• **INSTRUCTIONS FOR THE TASK**
The line containing "Task: please point out the window in" and every line after it, through the last, are to be extracted exactly; no other lines belong in the answer.

• **DATA EXCERPTS**
====

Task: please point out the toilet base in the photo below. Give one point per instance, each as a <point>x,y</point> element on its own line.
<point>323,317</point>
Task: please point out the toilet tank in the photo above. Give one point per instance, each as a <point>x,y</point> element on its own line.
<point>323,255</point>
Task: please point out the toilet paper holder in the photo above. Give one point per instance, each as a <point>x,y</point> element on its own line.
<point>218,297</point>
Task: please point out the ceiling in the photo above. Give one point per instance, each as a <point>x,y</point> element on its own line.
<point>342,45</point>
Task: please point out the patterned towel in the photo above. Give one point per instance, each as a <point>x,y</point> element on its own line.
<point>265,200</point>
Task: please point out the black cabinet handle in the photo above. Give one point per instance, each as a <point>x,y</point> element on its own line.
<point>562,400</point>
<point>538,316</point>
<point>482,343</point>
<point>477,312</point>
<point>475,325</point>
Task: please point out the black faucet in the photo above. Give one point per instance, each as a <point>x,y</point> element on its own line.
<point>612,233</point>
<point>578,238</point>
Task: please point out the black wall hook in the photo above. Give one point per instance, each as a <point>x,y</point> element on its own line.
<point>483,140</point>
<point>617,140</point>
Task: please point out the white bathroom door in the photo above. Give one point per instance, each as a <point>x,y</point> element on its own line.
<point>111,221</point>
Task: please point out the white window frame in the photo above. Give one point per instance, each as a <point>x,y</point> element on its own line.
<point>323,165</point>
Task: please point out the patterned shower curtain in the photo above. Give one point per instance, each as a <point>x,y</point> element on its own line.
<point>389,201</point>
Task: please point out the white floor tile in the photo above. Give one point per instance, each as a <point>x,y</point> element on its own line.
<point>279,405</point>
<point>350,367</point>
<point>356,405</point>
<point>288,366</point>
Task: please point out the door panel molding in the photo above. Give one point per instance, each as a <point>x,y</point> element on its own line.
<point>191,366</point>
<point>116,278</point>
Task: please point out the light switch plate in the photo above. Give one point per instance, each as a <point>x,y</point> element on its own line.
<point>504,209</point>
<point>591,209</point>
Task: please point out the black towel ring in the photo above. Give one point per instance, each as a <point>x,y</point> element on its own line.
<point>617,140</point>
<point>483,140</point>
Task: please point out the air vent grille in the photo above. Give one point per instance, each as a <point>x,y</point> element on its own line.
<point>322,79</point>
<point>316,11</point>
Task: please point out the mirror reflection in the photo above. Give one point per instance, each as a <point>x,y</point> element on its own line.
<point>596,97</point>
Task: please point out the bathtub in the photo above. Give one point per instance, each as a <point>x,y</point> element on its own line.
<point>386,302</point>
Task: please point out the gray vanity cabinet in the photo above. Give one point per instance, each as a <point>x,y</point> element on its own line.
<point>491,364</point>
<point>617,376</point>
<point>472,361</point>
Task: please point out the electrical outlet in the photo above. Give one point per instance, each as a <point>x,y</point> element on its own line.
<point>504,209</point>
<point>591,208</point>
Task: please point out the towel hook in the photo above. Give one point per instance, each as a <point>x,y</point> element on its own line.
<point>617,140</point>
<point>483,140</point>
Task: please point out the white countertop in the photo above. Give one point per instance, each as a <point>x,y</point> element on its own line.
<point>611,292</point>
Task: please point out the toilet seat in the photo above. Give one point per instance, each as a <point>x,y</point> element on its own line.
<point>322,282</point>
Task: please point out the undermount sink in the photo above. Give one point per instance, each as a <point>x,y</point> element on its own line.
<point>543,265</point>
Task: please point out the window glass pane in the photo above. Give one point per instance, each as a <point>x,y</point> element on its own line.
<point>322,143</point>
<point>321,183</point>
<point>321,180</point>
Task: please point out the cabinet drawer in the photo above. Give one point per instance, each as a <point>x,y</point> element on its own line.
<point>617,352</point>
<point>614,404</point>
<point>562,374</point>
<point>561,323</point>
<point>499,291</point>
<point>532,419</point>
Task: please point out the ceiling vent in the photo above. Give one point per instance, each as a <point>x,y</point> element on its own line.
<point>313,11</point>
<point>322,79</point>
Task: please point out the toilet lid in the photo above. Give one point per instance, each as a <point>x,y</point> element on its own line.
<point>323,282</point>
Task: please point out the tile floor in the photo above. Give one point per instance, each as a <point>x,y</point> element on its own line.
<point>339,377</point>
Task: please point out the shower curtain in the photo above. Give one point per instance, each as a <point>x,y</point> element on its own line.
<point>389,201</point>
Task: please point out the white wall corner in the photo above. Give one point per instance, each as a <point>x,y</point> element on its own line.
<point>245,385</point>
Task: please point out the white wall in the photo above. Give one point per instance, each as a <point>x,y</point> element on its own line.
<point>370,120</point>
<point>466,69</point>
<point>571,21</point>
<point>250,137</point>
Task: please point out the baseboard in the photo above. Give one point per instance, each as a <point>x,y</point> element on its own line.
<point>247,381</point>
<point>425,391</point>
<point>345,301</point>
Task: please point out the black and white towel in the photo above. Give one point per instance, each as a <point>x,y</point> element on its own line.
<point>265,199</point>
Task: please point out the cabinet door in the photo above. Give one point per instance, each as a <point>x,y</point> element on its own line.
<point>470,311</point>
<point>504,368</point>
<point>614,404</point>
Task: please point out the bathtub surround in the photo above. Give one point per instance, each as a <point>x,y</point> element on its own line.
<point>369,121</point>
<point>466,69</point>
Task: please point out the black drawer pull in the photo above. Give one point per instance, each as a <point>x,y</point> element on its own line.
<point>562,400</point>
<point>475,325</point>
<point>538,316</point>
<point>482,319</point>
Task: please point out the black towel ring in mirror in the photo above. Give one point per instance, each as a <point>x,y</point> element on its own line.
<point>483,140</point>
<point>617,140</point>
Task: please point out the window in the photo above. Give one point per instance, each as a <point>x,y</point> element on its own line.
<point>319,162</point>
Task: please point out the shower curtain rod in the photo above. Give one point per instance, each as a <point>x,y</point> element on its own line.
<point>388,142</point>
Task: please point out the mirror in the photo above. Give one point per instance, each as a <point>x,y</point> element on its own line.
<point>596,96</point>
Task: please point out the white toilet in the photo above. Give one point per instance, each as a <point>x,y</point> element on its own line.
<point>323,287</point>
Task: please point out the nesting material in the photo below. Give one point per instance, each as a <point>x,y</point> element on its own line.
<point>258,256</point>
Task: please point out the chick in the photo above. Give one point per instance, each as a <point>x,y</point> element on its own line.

====

• **RESULT BELOW**
Task: please point out the window in the photo above. Give one point per instance, each as a <point>x,y</point> element on its own line.
<point>319,162</point>
Task: please point out the shower curtain rod in the photo above. Give one point per instance, each as a <point>x,y</point> element on its own line.
<point>388,142</point>
Task: please point out the mirror in the photo above. Give one point per instance, each as a <point>x,y</point> element on its own line.
<point>596,96</point>
Task: please point out the white toilet in the photo above. Give one point per instance, each as a <point>x,y</point> element on its own line.
<point>323,287</point>
Task: please point out the nesting material in the photo below. Give one point per instance, each as a <point>x,y</point> element on its own line.
<point>258,256</point>
Task: please point out the chick in the photo above. Give one point per instance, each as a <point>x,y</point> element on its own line.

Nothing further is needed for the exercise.